(Items from a labeling collection)
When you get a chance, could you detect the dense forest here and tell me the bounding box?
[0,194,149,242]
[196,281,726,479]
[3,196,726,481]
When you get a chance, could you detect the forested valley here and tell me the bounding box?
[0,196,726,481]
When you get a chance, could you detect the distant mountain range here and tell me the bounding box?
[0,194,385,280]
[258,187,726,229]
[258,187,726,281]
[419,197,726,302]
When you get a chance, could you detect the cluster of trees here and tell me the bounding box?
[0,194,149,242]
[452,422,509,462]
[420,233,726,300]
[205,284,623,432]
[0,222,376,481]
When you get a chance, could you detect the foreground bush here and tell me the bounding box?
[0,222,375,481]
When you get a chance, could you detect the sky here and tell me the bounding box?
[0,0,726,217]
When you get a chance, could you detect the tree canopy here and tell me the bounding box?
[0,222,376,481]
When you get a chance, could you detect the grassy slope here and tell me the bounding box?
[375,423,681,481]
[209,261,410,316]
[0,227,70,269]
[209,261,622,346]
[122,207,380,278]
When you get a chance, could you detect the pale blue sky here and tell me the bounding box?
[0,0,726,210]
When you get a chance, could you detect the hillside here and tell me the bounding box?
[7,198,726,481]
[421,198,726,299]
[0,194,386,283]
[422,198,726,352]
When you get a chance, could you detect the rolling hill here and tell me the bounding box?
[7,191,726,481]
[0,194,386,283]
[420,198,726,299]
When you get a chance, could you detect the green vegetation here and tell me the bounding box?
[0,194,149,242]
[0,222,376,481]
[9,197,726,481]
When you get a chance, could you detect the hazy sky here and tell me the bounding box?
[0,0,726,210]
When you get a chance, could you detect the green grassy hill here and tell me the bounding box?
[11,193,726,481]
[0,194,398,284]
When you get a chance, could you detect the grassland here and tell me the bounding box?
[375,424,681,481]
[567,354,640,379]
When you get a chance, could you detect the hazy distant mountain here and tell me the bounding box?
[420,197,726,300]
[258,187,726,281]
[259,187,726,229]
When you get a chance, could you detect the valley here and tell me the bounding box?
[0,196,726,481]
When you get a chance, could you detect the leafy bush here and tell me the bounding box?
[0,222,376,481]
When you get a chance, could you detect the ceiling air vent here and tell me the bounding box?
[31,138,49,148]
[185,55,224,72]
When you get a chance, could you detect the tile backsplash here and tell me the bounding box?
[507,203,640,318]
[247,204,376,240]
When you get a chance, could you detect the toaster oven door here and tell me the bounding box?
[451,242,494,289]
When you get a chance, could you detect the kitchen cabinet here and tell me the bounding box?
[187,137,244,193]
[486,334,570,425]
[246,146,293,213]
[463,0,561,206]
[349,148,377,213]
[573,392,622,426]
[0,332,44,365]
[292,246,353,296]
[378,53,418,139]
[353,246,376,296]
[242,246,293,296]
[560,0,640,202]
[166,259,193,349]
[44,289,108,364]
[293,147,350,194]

**WHAT THIS TASK INVOLVES**
Please edit the entries from the start of the records through the line containing "[420,198,726,299]" so that "hillside" becomes "hill slope". Give back only those lines, with everything else left the same.

**WRITTEN ANSWER**
When you get a chance, could you detect the dense forest here and tell me the bounding box?
[0,194,149,242]
[196,281,726,479]
[3,196,726,481]
When you get a chance, could you detect the forested valley here and tell me the bounding box?
[0,196,726,481]
When you get a chance, could you detect the distant mountain range here and tell me the bounding box?
[0,194,385,280]
[258,187,726,229]
[258,187,726,281]
[419,197,726,302]
When you get a chance, could you detect the cluster of trees here and tell me the bounding box?
[0,194,149,242]
[452,422,509,462]
[420,233,726,300]
[205,284,623,432]
[0,222,376,481]
When you get a chance, could you detect the foreground bush here and tell me the bounding box?
[0,222,375,481]
When you get a chance, could you detect the sky here and tell me the bounding box?
[0,0,726,217]
When you get a chance, could you detect the tree canopy here and tell me the bounding box?
[0,222,376,481]
When you get a chance, could you detect the grassy slope here and tell me the bounding box?
[375,423,681,481]
[209,261,410,316]
[0,227,70,269]
[209,261,622,346]
[122,207,380,278]
When you get a chance, could you detect the pale blue sky here and tell me the bounding box?
[0,0,726,210]
When you get a chance, could you detect the hill slope here and tell me the bounding box?
[7,198,726,481]
[421,198,726,299]
[0,194,386,283]
[422,198,726,352]
When you get a chance, could you detect the rolling hill here and tell me the bounding box?
[7,191,726,481]
[0,194,386,283]
[420,198,726,299]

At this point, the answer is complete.